### GIVEN TEXT
+++

NC: Your protagonist is a spoiled rich kid who is constantly mistaken for the famous Bauhaus architect Walter Gropius. What inspired that sort of unexpected character?
TH: I felt like I wanted to do something that was in the teenager comic genre, sort of based on these archetypes that you have in comics. A combination of the Richie Rich and Archie comics I had when I was a kid. I didn’t feel like there was some deep-rooted explanation for the character of Wally Gropius. It was more, ‘I need a character, so how about this teenage millionaire?’ I did grow up in sort of a show business family, so I was continually in an environment of going places where a lot of people were famous, and I was sort of tagging along. I had the idea of somebody who is continually mistaken for someone really famous, but actually has nothing to do with that. Previously, I had done something for ‘Talk to Her,’ a book of interviews with illustrations by cartoonists on the facing pages. I was assigned Tom Verlaine, the lead singer and guitarist for the band Television, and drew the interview’s dialogue as a teenager comic strip where Verlaine was caricatured to suggest Jughead. I liked that he was saying these enigmatic expressions and had taken his name from the French poet Paul Verlaine. Working in that genre was fun, so when I was thinking up a main character for a new story, it was along similar lines, though I ended up somewhere a little different. I don’t usually have a ‘eureka’ moment; things just sort of evolve.

+++

(Saved data entries)

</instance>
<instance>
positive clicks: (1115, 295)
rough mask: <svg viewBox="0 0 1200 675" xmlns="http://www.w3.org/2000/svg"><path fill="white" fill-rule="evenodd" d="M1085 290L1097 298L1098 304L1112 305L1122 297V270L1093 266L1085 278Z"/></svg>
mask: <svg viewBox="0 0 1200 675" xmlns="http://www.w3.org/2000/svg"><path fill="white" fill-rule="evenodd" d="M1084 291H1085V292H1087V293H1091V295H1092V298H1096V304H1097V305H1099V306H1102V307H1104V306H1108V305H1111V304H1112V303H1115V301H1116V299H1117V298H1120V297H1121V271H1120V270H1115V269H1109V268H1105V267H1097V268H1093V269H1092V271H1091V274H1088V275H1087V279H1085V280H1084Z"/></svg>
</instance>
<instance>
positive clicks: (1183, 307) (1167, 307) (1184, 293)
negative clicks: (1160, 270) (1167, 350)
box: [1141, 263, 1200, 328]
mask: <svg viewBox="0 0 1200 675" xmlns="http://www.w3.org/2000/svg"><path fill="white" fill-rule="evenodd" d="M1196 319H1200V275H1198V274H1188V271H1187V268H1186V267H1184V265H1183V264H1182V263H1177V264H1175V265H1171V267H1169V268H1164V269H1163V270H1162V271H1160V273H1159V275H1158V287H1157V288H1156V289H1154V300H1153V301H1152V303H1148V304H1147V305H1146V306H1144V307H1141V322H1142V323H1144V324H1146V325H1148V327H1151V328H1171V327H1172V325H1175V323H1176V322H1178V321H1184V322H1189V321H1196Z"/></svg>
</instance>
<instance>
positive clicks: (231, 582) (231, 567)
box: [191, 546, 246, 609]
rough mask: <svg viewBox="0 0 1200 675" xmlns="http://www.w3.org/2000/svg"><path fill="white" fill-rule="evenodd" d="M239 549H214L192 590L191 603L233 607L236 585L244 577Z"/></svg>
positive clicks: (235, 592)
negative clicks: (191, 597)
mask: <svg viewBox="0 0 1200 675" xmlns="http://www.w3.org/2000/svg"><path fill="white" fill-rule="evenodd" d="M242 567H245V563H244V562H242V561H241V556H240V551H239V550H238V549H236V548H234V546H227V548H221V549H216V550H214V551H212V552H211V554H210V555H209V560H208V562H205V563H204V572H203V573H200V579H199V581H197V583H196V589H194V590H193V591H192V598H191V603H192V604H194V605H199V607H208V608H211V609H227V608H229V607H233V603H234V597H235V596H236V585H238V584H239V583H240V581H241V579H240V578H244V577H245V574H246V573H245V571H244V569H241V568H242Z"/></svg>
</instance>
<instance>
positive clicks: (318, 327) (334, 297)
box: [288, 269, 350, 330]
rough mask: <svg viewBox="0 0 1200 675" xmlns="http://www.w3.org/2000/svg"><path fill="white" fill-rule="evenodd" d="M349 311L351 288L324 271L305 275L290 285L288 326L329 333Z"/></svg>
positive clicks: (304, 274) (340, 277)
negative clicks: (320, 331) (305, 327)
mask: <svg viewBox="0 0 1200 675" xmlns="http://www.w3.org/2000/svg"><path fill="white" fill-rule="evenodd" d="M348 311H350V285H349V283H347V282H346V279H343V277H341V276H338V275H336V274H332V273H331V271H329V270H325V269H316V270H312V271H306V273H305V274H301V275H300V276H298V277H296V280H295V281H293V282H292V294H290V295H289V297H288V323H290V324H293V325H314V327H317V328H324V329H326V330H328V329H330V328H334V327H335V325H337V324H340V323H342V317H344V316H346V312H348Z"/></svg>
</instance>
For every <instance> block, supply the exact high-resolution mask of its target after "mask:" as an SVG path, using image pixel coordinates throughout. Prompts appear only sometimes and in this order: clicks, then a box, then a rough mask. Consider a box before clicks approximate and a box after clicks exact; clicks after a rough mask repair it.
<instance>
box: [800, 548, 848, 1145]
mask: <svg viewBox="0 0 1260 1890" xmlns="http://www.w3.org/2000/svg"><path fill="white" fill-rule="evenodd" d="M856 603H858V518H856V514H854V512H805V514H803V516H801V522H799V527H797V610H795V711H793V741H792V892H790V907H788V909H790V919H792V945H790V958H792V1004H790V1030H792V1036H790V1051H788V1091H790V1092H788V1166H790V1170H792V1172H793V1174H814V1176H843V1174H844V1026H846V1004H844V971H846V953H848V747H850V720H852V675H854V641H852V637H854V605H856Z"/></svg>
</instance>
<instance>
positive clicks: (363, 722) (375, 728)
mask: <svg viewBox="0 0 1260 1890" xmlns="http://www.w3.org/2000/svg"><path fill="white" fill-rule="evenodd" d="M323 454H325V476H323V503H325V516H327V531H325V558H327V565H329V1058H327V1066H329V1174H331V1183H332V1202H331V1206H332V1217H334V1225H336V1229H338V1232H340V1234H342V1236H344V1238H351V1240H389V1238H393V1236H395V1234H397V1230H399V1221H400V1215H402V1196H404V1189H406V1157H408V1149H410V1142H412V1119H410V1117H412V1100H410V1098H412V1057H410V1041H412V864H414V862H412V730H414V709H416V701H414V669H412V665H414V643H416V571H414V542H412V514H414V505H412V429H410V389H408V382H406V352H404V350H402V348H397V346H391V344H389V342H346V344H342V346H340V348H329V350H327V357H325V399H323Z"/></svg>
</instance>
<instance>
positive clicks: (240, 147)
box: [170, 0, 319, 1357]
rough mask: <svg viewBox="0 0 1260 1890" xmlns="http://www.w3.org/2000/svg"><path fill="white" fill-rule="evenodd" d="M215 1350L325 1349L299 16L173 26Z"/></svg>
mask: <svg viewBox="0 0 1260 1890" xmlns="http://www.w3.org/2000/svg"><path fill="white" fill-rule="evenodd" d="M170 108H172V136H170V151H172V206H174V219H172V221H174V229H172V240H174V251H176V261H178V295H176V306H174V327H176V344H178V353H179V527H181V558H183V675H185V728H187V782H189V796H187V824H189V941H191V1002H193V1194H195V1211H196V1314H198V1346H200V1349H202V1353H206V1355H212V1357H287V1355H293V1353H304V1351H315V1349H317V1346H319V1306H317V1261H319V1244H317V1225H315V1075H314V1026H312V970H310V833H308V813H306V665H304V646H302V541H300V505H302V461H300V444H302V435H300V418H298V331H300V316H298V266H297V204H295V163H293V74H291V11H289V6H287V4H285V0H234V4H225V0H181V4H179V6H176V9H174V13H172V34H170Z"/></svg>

+++

### PARTS OF THE EXERCISE
1: In the interview about the character Wally Gropius, which band did Tom Verlaine lead as singer and guitarist?
2: Continue the interview about the character Wally Gropius from its final sentence.
The items are not needed for anything that follows.

### TASK-BY-TASK RESULTS
1: Television.

2:
NC: You seem to have lot of fun with onomatopoeia, especially money-related words. Wally’s cellphone ‘Ka-chings’ instead of rings. His vault shuts with a loud ‘Trump!’ How did you come up with those?
TH: I don’t think they actually ever did that in Richie Rich, but he sort of personifies richness to such a degree that his physical environment is transformed. So in my book, there are a lot of sight gags of things related to money. I had to rack my brains to come up with all of them. Even to get the sound effects, I had to do a Web search and think about what the different currencies sounded like. ‘Kopek’ was a ticker-tape machine. ‘Peseta’ sounded like a malfunctioning car, a jalopy emitting steam. By the end of it, I was so sick of finding those.
NC: Speaking of Richie Rich and Archie, your drawing style is kind of a throwback to an earlier era of comics. Why did you opt for a retro look for your book?
TH: Because I could actually draw them. I grew up reading comics and learning how to draw comics. Now, there are schools you can go to to learn how to draw comics, and cartoonists now are responding to modern art and more contemporary sources. When I was learning, it was all from library books, and of course those were all traditional. I drew some cartoons for the high school yearbook that were really bad. After that, I went to college and got interested in music for a while, but after that I got back interested in comics again. The first thing I got published was in the early ‘90s. It took me a long time to both get back interested in comics and to develop a level of craft to try to do it seriously. I have a love/hate relationship with those old comics. There are things about them I’m nostalgic about, but there are things about them that infuriate me as well.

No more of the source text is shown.